*** Material for the task

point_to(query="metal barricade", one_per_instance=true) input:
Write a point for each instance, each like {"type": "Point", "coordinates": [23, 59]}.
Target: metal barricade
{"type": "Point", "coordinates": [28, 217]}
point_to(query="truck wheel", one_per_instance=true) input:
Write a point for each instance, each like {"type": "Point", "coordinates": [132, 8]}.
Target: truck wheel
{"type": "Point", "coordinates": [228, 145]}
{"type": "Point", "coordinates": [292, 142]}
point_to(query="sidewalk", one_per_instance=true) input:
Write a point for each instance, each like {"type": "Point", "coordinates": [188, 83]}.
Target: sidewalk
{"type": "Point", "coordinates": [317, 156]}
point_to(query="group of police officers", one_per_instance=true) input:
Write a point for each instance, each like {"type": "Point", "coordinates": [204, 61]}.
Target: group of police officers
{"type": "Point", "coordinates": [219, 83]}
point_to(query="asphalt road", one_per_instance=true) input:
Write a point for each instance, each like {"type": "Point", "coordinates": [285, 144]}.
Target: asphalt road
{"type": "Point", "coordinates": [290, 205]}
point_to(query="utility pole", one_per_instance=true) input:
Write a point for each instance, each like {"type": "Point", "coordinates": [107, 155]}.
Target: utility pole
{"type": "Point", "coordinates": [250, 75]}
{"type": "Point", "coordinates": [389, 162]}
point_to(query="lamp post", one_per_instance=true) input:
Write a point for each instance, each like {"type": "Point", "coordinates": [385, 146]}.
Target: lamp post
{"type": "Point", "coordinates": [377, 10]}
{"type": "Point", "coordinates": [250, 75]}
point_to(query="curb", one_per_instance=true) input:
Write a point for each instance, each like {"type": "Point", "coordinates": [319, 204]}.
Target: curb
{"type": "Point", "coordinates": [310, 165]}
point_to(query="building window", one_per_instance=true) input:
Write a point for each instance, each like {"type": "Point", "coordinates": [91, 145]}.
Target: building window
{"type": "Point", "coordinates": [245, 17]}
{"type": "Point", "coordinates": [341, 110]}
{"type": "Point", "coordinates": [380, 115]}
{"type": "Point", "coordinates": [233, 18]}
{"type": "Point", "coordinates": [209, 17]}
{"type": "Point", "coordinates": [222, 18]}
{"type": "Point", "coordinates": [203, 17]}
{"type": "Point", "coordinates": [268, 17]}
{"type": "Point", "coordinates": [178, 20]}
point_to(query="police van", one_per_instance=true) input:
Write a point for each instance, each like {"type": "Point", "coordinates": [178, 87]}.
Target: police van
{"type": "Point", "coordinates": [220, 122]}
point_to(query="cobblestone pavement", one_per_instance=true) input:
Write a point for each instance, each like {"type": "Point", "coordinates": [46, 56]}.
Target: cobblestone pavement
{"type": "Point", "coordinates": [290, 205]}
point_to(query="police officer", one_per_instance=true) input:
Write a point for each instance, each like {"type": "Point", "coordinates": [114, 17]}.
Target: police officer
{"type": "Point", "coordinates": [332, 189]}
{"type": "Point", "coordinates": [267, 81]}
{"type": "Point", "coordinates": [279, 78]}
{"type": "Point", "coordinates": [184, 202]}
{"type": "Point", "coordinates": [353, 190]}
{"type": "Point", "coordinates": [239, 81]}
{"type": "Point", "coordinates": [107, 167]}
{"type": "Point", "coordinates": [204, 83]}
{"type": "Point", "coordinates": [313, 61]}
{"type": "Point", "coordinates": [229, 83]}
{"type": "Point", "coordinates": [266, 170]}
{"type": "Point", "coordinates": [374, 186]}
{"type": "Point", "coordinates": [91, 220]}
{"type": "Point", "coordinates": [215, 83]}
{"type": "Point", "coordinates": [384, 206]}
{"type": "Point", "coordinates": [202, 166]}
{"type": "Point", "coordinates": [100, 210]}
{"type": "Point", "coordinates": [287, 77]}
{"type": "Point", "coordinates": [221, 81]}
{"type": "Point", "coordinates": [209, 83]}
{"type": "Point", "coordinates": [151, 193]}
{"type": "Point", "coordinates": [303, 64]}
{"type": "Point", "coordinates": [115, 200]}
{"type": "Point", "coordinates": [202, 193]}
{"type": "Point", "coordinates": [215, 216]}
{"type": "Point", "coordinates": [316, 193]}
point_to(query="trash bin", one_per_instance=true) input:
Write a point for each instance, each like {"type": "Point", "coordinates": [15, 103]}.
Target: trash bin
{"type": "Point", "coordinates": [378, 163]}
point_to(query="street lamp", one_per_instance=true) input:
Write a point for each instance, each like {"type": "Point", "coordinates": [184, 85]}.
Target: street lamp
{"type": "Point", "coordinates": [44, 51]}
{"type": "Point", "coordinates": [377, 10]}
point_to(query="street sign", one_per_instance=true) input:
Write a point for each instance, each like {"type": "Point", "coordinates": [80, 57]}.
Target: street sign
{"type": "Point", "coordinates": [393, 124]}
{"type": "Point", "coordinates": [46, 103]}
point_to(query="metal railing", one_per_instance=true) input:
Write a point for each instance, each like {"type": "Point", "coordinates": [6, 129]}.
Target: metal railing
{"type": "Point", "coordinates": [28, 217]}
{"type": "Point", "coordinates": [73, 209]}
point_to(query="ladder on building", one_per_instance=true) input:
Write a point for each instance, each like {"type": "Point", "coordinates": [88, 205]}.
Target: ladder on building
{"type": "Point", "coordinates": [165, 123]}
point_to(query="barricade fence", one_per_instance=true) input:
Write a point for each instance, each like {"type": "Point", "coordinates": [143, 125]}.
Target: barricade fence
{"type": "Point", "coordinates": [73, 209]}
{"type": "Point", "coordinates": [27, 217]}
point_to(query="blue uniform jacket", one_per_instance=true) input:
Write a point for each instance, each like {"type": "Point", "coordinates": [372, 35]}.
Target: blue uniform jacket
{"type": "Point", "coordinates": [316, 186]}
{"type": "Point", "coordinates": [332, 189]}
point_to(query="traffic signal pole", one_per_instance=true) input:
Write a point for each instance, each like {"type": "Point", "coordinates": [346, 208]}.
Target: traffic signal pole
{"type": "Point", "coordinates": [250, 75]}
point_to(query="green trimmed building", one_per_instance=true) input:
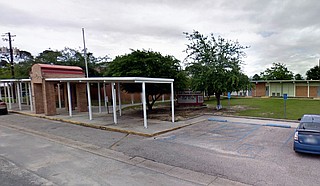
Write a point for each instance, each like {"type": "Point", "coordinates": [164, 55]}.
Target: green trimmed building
{"type": "Point", "coordinates": [293, 88]}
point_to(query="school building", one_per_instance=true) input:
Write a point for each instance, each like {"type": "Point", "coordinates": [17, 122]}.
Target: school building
{"type": "Point", "coordinates": [293, 88]}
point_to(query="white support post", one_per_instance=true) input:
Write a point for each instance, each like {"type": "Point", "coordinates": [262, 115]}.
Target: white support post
{"type": "Point", "coordinates": [69, 99]}
{"type": "Point", "coordinates": [119, 99]}
{"type": "Point", "coordinates": [5, 92]}
{"type": "Point", "coordinates": [172, 102]}
{"type": "Point", "coordinates": [145, 124]}
{"type": "Point", "coordinates": [26, 93]}
{"type": "Point", "coordinates": [308, 88]}
{"type": "Point", "coordinates": [105, 96]}
{"type": "Point", "coordinates": [114, 103]}
{"type": "Point", "coordinates": [59, 96]}
{"type": "Point", "coordinates": [99, 97]}
{"type": "Point", "coordinates": [294, 89]}
{"type": "Point", "coordinates": [12, 97]}
{"type": "Point", "coordinates": [270, 90]}
{"type": "Point", "coordinates": [89, 101]}
{"type": "Point", "coordinates": [21, 94]}
{"type": "Point", "coordinates": [18, 95]}
{"type": "Point", "coordinates": [132, 99]}
{"type": "Point", "coordinates": [9, 95]}
{"type": "Point", "coordinates": [30, 97]}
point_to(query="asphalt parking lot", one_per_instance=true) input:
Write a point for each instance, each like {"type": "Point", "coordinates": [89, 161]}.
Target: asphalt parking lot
{"type": "Point", "coordinates": [235, 138]}
{"type": "Point", "coordinates": [249, 151]}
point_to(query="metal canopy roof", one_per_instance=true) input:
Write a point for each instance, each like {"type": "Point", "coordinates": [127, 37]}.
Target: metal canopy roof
{"type": "Point", "coordinates": [114, 79]}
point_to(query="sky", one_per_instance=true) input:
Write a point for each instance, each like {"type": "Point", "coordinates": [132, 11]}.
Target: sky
{"type": "Point", "coordinates": [284, 31]}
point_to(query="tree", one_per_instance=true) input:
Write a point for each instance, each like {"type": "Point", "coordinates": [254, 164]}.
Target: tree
{"type": "Point", "coordinates": [313, 73]}
{"type": "Point", "coordinates": [278, 71]}
{"type": "Point", "coordinates": [256, 77]}
{"type": "Point", "coordinates": [142, 63]}
{"type": "Point", "coordinates": [214, 64]}
{"type": "Point", "coordinates": [298, 77]}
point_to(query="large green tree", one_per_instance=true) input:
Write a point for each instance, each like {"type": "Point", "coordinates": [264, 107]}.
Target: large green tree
{"type": "Point", "coordinates": [313, 73]}
{"type": "Point", "coordinates": [214, 64]}
{"type": "Point", "coordinates": [278, 71]}
{"type": "Point", "coordinates": [142, 63]}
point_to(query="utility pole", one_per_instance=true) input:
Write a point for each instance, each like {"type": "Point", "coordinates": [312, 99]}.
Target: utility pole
{"type": "Point", "coordinates": [11, 51]}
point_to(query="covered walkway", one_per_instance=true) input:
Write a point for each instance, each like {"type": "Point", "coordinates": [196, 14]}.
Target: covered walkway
{"type": "Point", "coordinates": [22, 90]}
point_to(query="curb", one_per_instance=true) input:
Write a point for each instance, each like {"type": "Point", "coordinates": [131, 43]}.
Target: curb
{"type": "Point", "coordinates": [277, 125]}
{"type": "Point", "coordinates": [105, 127]}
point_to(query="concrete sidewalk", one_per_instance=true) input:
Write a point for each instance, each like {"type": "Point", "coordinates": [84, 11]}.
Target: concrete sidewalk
{"type": "Point", "coordinates": [126, 123]}
{"type": "Point", "coordinates": [134, 125]}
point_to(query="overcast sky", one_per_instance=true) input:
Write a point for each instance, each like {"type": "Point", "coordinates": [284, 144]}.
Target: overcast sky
{"type": "Point", "coordinates": [286, 31]}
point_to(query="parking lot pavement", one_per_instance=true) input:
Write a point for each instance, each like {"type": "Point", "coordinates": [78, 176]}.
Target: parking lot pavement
{"type": "Point", "coordinates": [249, 138]}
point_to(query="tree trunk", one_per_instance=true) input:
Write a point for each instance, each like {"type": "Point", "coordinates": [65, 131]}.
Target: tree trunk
{"type": "Point", "coordinates": [218, 97]}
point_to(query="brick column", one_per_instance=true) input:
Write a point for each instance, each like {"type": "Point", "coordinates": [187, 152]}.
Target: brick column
{"type": "Point", "coordinates": [49, 98]}
{"type": "Point", "coordinates": [81, 97]}
{"type": "Point", "coordinates": [37, 98]}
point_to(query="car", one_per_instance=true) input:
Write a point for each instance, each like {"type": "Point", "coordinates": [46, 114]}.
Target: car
{"type": "Point", "coordinates": [307, 135]}
{"type": "Point", "coordinates": [3, 108]}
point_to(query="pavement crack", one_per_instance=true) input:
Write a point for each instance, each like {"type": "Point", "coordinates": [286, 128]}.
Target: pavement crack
{"type": "Point", "coordinates": [112, 147]}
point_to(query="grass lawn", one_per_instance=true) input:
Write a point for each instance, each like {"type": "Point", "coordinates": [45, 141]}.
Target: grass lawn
{"type": "Point", "coordinates": [270, 107]}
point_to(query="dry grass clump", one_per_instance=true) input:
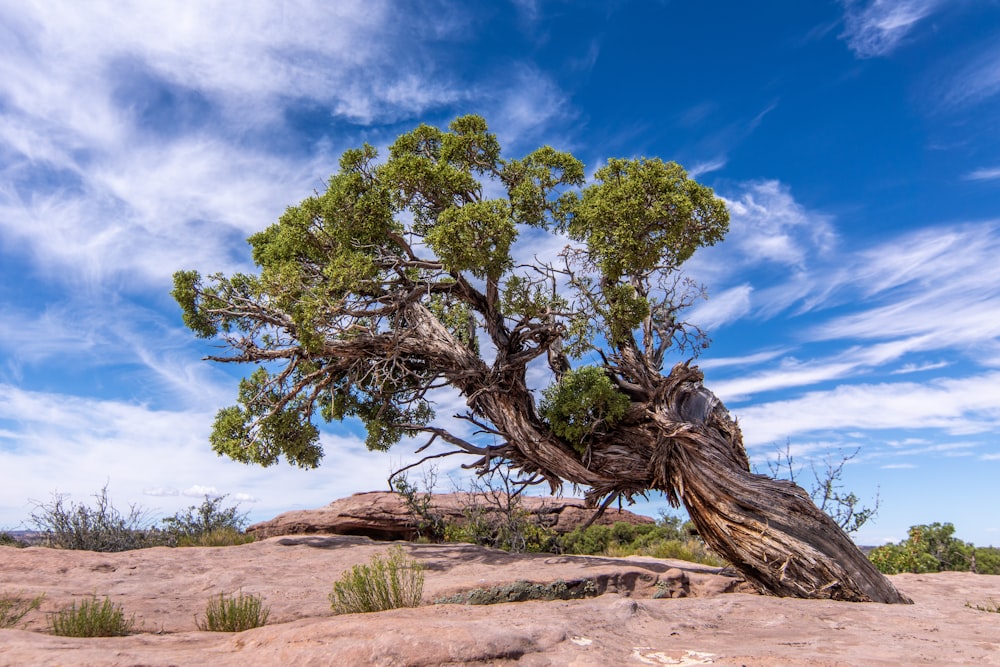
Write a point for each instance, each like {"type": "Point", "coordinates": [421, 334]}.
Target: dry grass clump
{"type": "Point", "coordinates": [91, 619]}
{"type": "Point", "coordinates": [15, 606]}
{"type": "Point", "coordinates": [384, 583]}
{"type": "Point", "coordinates": [992, 606]}
{"type": "Point", "coordinates": [234, 613]}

******

> **To do**
Can you extract each line of the listing above that contains the string "officers"? Matches must have the same letter case.

> **Finished exercise**
point_to(query="group of police officers", one_per_instance=true) input:
Target: group of police officers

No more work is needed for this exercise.